---- Dataset content

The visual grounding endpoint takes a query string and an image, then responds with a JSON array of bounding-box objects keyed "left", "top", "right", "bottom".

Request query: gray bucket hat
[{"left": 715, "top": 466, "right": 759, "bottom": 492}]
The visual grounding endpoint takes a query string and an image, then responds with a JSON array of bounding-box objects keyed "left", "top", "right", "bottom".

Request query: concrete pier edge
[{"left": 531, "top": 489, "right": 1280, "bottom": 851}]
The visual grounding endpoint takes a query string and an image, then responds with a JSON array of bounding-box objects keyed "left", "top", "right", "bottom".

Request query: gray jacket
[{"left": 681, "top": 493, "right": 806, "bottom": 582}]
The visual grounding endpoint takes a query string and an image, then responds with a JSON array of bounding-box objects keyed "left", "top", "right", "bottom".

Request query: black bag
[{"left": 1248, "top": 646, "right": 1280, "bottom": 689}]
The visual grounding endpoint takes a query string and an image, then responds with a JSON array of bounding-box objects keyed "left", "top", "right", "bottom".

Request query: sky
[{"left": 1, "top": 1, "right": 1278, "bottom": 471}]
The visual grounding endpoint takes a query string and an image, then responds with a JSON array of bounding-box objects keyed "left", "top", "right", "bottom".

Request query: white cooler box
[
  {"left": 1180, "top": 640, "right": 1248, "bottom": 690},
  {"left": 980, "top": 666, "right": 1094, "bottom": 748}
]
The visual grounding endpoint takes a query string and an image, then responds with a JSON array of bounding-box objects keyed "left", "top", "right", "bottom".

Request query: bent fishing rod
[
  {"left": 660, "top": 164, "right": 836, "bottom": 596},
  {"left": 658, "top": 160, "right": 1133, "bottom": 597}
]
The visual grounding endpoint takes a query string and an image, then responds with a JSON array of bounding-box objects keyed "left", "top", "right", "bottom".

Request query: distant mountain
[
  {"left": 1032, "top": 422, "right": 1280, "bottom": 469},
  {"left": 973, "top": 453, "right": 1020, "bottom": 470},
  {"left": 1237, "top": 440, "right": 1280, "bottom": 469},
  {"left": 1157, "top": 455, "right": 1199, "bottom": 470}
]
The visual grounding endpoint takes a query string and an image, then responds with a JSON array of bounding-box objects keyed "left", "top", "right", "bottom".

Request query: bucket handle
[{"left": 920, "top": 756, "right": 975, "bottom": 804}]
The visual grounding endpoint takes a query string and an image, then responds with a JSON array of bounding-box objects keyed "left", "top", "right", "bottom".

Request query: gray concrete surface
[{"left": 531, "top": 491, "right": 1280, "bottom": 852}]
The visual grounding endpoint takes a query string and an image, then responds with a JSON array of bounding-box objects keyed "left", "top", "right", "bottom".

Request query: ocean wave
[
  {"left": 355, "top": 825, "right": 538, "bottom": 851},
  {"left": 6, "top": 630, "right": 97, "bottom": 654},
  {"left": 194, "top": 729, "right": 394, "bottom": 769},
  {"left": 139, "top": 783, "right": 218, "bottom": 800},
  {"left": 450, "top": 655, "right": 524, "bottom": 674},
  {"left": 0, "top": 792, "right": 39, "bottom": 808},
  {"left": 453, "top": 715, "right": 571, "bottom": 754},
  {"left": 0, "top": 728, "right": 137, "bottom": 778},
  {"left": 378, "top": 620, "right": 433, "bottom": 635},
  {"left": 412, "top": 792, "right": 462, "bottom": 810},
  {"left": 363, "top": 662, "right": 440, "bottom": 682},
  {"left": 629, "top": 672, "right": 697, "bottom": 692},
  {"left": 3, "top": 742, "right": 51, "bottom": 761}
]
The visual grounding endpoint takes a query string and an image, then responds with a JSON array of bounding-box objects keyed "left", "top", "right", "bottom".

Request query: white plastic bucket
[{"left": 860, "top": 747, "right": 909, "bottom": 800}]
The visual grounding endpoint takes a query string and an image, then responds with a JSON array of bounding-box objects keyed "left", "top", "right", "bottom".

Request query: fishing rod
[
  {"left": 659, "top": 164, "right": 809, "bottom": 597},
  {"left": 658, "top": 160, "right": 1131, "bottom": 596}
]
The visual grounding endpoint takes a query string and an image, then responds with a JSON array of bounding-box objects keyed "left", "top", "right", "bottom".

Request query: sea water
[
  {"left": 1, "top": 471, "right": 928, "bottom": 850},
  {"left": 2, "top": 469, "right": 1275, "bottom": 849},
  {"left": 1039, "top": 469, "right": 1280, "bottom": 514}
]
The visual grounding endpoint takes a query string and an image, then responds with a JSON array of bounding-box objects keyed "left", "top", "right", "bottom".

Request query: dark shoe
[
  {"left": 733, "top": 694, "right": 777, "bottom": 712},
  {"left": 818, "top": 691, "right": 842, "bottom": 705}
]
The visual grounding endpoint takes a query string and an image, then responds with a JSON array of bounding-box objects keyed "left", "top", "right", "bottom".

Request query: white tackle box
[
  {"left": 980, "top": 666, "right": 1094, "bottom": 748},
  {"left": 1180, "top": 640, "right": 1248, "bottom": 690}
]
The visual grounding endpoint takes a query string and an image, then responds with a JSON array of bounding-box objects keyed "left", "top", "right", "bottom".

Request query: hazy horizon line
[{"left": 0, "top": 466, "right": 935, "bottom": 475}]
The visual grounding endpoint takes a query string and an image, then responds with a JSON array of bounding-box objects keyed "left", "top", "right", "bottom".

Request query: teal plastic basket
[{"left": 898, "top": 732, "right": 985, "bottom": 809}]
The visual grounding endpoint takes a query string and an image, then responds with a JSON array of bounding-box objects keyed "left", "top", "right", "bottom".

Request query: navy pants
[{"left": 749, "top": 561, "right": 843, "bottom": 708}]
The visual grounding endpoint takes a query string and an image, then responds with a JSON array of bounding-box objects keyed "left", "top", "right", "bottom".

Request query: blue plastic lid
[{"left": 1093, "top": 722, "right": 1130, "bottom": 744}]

--------

What you should do:
Only the span from the line with "Request query: teal plastic basket" through the final line of the records goes in the output, each line unchanged.

Solved exercise:
Request query: teal plastic basket
[{"left": 898, "top": 732, "right": 985, "bottom": 809}]
The visual grounding endpoint takes a query string and an image, then responds with a JSON array of bounding-box objects keyed "left", "top", "right", "bottom".

Request query: navy pants
[{"left": 749, "top": 561, "right": 843, "bottom": 708}]
The visual grounding endpoint takes a query string and an image, then responds with a JSON array of bounding-box objects keyed "left", "top", "right", "bottom".

Request query: blue plastic lid
[{"left": 1093, "top": 722, "right": 1130, "bottom": 744}]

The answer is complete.